* [Work item]
Write the lines below out exactly, dropping each picture.

* [Region pointing data]
=== Section Start ===

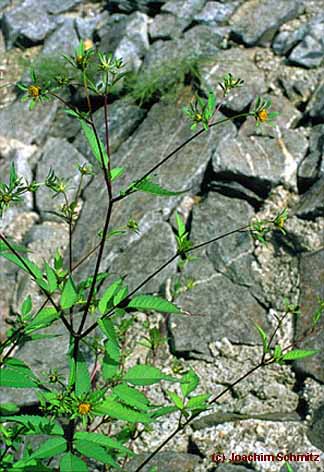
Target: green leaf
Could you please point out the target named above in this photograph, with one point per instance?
(93, 143)
(72, 463)
(92, 450)
(36, 425)
(176, 400)
(51, 278)
(108, 295)
(114, 409)
(151, 302)
(146, 375)
(156, 189)
(132, 397)
(181, 225)
(297, 354)
(264, 338)
(26, 306)
(8, 408)
(82, 377)
(43, 319)
(103, 440)
(69, 295)
(189, 382)
(50, 448)
(116, 172)
(198, 402)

=== Section End ===

* [Solved exercise]
Target: green leaf
Could you please point out the target named above in this photograph, with one point per instance?
(93, 143)
(72, 463)
(92, 450)
(36, 425)
(176, 400)
(51, 278)
(108, 295)
(114, 409)
(151, 302)
(146, 375)
(156, 189)
(132, 397)
(181, 225)
(297, 354)
(264, 338)
(26, 306)
(8, 408)
(82, 377)
(43, 319)
(103, 440)
(69, 295)
(189, 382)
(50, 448)
(116, 172)
(198, 402)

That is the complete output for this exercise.